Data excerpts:

· · · · ·

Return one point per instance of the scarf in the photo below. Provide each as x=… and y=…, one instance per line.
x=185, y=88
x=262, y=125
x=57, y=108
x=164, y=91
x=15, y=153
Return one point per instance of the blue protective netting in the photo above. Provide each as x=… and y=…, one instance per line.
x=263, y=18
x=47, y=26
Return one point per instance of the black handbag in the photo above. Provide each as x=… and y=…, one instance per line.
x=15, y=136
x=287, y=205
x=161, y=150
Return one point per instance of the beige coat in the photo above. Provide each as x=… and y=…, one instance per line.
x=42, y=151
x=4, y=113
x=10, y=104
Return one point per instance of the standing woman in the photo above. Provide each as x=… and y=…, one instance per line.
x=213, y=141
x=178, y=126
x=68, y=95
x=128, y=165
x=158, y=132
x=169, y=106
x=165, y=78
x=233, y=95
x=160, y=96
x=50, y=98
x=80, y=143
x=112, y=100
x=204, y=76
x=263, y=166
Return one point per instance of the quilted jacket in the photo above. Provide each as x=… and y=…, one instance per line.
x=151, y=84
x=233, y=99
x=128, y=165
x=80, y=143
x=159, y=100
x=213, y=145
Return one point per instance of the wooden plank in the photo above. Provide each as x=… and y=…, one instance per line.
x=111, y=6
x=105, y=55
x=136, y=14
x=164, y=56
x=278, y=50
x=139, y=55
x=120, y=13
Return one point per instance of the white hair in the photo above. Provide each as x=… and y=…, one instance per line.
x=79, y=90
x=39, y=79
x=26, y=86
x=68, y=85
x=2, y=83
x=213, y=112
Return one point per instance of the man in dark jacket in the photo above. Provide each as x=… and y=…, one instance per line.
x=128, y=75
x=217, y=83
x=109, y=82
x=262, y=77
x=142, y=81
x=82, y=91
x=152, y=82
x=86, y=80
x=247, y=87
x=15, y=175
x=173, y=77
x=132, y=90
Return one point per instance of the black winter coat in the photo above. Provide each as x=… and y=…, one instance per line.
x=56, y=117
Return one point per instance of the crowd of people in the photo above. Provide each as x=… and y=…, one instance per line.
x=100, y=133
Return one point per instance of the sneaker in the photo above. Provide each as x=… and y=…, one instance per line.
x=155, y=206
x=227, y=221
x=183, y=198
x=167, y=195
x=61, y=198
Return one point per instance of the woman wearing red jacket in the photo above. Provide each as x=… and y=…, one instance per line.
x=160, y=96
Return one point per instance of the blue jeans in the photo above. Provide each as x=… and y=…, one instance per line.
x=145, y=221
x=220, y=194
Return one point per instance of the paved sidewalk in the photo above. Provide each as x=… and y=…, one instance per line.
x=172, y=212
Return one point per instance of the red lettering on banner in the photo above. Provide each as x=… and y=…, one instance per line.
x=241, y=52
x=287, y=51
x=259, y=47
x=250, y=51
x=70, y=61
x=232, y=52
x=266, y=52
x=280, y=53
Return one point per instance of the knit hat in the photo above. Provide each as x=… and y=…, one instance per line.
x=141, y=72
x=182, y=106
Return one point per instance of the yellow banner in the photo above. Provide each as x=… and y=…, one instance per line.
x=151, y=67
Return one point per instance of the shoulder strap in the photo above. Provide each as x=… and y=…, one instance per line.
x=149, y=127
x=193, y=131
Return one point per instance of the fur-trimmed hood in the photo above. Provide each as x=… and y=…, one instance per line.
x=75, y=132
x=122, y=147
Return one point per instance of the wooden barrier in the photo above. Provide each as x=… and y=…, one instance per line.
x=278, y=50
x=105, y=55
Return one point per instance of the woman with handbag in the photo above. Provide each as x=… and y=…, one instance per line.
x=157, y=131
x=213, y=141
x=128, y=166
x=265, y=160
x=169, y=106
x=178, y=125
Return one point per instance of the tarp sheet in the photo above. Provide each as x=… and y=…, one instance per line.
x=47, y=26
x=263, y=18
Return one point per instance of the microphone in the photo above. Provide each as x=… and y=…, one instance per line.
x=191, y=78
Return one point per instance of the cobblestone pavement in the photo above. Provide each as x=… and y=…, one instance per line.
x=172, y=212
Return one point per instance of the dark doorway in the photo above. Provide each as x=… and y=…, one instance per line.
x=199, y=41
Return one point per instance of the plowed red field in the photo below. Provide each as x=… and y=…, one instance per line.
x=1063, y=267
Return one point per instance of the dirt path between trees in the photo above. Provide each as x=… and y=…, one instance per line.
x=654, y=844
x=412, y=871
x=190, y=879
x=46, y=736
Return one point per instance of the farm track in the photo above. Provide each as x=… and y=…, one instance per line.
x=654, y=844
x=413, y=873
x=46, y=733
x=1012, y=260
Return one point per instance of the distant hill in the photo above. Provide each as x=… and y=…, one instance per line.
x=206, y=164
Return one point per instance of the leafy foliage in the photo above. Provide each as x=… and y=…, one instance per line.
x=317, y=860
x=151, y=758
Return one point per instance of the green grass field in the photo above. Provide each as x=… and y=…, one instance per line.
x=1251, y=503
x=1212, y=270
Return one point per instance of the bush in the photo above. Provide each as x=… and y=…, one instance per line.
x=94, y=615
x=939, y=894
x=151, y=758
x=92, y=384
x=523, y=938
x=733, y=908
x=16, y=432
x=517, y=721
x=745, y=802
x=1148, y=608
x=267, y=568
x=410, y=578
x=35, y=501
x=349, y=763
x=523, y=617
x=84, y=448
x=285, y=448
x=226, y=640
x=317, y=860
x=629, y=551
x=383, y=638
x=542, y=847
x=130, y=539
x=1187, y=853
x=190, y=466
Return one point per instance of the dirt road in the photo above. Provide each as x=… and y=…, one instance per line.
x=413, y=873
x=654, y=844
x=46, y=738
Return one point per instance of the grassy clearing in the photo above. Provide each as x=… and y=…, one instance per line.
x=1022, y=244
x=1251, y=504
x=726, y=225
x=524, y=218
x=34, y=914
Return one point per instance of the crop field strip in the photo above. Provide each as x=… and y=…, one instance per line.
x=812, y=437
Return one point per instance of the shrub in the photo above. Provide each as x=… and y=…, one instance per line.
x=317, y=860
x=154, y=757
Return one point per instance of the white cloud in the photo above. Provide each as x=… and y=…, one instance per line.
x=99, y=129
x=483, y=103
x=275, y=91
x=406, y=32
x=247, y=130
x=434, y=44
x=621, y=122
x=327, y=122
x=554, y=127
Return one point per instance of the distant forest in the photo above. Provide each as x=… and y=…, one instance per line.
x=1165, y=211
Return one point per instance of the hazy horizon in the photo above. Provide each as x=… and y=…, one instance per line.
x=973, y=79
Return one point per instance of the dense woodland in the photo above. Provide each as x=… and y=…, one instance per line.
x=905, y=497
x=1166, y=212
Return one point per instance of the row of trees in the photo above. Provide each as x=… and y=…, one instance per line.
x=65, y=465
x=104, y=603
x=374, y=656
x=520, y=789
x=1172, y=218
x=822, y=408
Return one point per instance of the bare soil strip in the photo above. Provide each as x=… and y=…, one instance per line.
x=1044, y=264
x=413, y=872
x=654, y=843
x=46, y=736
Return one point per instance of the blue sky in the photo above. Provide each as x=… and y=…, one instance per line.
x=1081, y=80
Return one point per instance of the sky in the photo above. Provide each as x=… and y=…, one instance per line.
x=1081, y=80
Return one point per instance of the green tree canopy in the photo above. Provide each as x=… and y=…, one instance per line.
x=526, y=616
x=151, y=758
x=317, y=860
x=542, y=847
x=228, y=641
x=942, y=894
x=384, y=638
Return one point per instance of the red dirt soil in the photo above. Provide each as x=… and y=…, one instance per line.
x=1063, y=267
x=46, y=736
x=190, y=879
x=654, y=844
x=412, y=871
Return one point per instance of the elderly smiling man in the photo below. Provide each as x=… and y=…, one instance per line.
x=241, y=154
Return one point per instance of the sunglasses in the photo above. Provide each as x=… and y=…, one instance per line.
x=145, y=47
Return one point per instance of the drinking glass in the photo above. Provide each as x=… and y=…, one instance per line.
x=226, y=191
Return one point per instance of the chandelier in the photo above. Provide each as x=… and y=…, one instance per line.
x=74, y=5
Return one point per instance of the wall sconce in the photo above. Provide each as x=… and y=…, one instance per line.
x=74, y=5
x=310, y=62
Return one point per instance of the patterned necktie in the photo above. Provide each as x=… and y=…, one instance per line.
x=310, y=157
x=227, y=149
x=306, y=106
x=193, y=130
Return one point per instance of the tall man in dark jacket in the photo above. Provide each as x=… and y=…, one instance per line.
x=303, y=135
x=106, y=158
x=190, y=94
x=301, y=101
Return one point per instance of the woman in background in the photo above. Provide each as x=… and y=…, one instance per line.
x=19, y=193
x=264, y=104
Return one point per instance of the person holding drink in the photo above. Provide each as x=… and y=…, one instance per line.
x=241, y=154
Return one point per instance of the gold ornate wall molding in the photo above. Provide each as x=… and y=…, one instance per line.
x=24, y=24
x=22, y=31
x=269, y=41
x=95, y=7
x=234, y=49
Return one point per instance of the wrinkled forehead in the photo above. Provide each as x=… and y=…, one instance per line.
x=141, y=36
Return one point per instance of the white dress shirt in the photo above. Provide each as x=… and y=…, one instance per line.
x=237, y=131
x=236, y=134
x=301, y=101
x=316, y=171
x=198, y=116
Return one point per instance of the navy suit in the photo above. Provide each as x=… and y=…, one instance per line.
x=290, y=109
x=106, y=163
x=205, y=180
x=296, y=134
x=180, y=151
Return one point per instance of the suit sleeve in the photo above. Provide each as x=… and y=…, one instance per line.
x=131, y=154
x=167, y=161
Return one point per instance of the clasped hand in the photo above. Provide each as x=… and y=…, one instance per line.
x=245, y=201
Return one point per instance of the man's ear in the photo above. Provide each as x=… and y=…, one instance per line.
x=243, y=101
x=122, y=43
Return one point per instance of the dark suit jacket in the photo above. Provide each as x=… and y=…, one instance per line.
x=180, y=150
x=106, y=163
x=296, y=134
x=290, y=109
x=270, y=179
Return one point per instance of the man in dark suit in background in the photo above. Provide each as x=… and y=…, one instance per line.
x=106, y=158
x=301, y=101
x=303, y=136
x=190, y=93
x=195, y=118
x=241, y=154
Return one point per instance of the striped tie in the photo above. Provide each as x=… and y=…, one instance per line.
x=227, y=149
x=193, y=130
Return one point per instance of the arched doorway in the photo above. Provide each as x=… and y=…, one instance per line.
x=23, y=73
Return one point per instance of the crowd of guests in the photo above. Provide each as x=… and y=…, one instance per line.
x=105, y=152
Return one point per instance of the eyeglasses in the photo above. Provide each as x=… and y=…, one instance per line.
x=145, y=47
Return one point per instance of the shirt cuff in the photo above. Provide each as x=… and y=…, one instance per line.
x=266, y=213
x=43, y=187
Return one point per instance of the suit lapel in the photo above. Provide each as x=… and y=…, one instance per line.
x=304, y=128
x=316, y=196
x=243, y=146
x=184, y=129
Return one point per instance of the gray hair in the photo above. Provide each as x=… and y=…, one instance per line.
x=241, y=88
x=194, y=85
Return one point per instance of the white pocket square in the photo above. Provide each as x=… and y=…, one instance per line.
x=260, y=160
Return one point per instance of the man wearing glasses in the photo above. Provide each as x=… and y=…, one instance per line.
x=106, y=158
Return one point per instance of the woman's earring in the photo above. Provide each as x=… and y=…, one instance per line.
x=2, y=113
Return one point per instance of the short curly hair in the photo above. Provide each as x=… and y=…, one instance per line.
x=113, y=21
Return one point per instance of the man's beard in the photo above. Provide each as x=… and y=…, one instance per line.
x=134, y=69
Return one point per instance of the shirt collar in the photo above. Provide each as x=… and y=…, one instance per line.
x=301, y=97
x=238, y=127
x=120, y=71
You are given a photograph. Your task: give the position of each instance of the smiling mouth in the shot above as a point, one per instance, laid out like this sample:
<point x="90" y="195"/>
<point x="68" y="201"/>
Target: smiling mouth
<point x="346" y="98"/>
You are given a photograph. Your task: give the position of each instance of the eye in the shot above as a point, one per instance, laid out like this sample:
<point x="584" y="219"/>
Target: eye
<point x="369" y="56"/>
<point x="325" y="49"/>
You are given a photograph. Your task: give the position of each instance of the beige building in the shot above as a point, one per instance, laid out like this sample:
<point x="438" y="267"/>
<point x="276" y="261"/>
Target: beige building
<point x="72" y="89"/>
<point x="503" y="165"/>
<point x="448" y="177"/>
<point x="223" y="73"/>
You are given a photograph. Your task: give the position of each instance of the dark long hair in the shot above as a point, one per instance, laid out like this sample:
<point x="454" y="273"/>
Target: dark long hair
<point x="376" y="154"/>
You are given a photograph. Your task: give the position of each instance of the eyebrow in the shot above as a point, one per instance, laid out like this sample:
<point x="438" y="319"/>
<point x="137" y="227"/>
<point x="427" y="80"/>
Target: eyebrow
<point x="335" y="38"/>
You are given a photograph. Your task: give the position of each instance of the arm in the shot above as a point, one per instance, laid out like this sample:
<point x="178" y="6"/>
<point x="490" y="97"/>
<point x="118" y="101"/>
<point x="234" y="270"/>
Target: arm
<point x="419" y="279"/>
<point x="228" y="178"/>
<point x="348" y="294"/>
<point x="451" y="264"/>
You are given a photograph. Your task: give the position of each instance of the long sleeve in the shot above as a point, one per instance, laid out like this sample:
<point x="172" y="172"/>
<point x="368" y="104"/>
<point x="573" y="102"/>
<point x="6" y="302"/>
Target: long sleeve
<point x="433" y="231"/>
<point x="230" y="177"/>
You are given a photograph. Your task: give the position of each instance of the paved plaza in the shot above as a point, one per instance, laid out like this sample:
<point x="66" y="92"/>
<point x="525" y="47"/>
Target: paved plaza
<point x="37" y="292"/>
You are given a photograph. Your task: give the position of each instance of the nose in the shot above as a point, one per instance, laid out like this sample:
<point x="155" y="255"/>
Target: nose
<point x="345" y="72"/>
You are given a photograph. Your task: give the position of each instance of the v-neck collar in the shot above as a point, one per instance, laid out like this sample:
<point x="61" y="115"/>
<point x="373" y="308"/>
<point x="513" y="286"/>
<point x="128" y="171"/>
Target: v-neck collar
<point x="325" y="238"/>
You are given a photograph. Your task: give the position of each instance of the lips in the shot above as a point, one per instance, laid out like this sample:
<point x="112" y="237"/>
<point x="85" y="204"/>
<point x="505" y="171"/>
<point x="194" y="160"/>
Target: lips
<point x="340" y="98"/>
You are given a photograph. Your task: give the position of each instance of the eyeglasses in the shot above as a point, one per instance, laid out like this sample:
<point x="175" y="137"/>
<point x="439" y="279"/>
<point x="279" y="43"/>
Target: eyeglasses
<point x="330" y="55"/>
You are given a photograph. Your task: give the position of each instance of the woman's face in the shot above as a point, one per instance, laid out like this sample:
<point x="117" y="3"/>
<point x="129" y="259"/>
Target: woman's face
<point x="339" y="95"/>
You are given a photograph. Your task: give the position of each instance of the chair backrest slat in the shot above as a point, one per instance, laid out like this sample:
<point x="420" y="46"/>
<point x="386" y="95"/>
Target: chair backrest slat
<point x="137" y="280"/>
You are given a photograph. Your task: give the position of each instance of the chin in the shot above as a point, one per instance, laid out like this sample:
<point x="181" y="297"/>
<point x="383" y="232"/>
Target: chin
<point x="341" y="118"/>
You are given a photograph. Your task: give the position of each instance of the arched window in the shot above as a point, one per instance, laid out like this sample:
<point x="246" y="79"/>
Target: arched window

· · · · ·

Exercise brief:
Every line of the records above where the string "window" is found should be copied.

Exercise result:
You are given a photograph. Your task: give the position of each instance of the arched window in the shot above as a point, one per instance, laid out like this sample:
Target: arched window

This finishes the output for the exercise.